## Directions for this task
Copy the material below line for line, without changing a single character.

Entries from a point annotation set:
◇ ◇ ◇ ◇ ◇
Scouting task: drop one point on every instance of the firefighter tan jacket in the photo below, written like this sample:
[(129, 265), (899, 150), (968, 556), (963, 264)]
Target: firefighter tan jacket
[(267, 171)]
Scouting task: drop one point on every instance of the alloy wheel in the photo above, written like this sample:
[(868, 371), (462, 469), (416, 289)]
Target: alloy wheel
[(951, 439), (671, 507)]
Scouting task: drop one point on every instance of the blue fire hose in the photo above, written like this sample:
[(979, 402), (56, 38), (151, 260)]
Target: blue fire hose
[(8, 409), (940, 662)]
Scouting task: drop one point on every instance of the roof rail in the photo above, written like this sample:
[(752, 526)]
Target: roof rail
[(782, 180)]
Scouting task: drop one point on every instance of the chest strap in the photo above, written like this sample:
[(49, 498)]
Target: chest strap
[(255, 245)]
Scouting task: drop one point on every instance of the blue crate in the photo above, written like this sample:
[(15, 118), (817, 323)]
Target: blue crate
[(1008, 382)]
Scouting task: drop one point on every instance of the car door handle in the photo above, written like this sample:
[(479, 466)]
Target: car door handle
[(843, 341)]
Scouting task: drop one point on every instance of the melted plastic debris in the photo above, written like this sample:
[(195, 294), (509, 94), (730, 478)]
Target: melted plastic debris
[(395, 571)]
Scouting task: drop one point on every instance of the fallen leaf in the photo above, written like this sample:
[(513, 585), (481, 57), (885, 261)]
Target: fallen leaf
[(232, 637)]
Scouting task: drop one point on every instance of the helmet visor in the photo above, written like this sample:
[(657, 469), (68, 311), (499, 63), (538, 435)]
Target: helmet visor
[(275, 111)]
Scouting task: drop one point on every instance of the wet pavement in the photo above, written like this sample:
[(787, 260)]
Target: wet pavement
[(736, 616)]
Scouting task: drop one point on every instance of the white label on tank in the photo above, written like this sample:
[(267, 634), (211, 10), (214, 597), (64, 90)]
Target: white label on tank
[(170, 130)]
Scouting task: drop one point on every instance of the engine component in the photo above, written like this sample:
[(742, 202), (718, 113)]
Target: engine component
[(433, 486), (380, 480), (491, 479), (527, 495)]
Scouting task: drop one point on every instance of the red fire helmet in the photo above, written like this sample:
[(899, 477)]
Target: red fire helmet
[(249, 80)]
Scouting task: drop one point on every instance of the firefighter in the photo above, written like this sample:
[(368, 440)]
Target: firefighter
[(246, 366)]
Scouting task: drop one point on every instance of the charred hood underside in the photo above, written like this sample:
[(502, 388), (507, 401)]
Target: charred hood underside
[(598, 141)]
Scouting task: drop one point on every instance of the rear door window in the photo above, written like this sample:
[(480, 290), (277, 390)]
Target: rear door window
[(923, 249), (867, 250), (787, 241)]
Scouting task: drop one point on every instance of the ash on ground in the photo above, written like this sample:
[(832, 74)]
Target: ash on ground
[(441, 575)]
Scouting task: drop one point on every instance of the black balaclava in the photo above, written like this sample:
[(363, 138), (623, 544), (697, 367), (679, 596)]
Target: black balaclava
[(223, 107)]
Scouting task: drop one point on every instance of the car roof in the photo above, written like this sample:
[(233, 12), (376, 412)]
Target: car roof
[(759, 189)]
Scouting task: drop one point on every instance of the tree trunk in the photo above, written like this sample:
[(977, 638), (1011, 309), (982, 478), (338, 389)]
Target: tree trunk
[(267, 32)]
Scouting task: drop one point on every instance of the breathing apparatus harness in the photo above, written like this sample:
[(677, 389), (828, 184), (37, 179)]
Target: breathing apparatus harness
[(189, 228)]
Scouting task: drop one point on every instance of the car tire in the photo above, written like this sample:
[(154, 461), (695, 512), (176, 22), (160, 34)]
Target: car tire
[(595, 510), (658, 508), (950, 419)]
◇ ◇ ◇ ◇ ◇
## Result for this task
Scouting task: drop one point on every instance of the firefighter tan jacket in the photo below, written like this sample:
[(129, 265), (899, 150), (968, 556), (963, 264)]
Target: firefighter tan jacket
[(267, 171)]
Scouting task: drop one point on every instance of the alloy wheel in the photo above, written like this sample:
[(868, 371), (462, 469), (416, 289)]
Target: alloy wheel
[(951, 439), (671, 507)]
Scouting task: drop one point on every instance of the blue fire hose in the photo above, written like this sample:
[(979, 402), (56, 38), (151, 260)]
Target: blue fire hose
[(8, 409), (940, 662)]
Scouting task: drop one point on every instance of the roof rail in the photo above, written like this sample:
[(752, 526)]
Target: roof rail
[(782, 180)]
Scouting task: drop one point on every instance of the chest strap in the photo above, written like this sample:
[(49, 498)]
Target: chest strap
[(255, 245)]
Scouting task: drop one point on every instance of the blue crate in the photo above, written like this sample:
[(15, 118), (817, 323)]
Target: blue crate
[(1008, 382)]
Scouting task: drop one point on every instance of the car door handle in the photo above, written like this sample:
[(479, 466)]
Target: car door handle
[(843, 341)]
Scouting task: drop one point on every instance of the melted plastic debris in the photo above, written like this sample:
[(195, 294), (509, 94), (730, 478)]
Target: melted plastic debris
[(395, 571)]
Scouting task: drop one point on every instance of the fallen leaf in the photo above, written like this sample:
[(513, 585), (481, 57), (885, 261)]
Target: fallen leaf
[(232, 637)]
Scouting task: drop one point on every instance of the helmet visor in the photo above, written like this sample:
[(657, 469), (68, 311), (499, 63), (538, 435)]
Target: helmet visor
[(275, 111)]
Scouting task: drop one point on every instance of the wet pavement in the photo above, written like this sample:
[(787, 260)]
Target: wet pavement
[(736, 616)]
Scouting task: drop one point on every instance of the white label on tank in the photo above, written like this sample:
[(267, 634), (211, 10), (214, 597), (64, 90)]
Target: white label on tank
[(170, 130)]
Scouting task: drop one point on every instance of the engine component in the photo above, written like this sample:
[(742, 202), (718, 113)]
Target: engine component
[(433, 486), (380, 480), (491, 479), (527, 495)]
Scouting task: drop one point on every instance of the red fire helmet in the photo above, written like this sample:
[(899, 477)]
Target: red fire helmet
[(249, 80)]
Scouting task: drop one point on every instance of the firefighter in the photo above, written like this sample:
[(368, 440)]
Target: firefighter
[(246, 366)]
Scouting task: drop one point on every instance of the charred hood underside in the photo above, written like this sample:
[(502, 388), (507, 401)]
Target: charred hood underside
[(598, 141)]
Scouting task: drop one point on every instance of the rear door window in the photo above, written like this sample:
[(480, 290), (277, 390)]
Target: rear door window
[(923, 249), (867, 250), (787, 241)]
Scouting task: drop one point on every instance of the ash on ground in the photo above, written like this sample:
[(832, 74)]
Target: ash on ground
[(441, 575)]
Scouting task: drop one point on every instance of the black balaclava in the photo above, written like this sample:
[(363, 138), (623, 544), (697, 367), (679, 596)]
Target: black balaclava
[(223, 107)]
Scouting task: drop one point on every instance of the car roof in the photo above, written like this sample:
[(233, 12), (376, 412)]
Target: car roof
[(759, 189)]
Scouting task: drop one point on every instance of the tree trunk in the photo above, written like this sample:
[(977, 638), (1011, 309), (982, 478), (338, 389)]
Target: tree trunk
[(267, 32)]
Scouting task: drop one point on every instance of the breathing apparatus harness in the photo above, written like this sample:
[(677, 389), (828, 184), (37, 179)]
Target: breathing apparatus harness
[(189, 228)]
Scouting task: drop one point on every instance of the car tire in the photo above, written like this sample:
[(154, 461), (695, 512), (176, 22), (160, 34)]
Target: car tire
[(595, 510), (658, 508), (950, 419)]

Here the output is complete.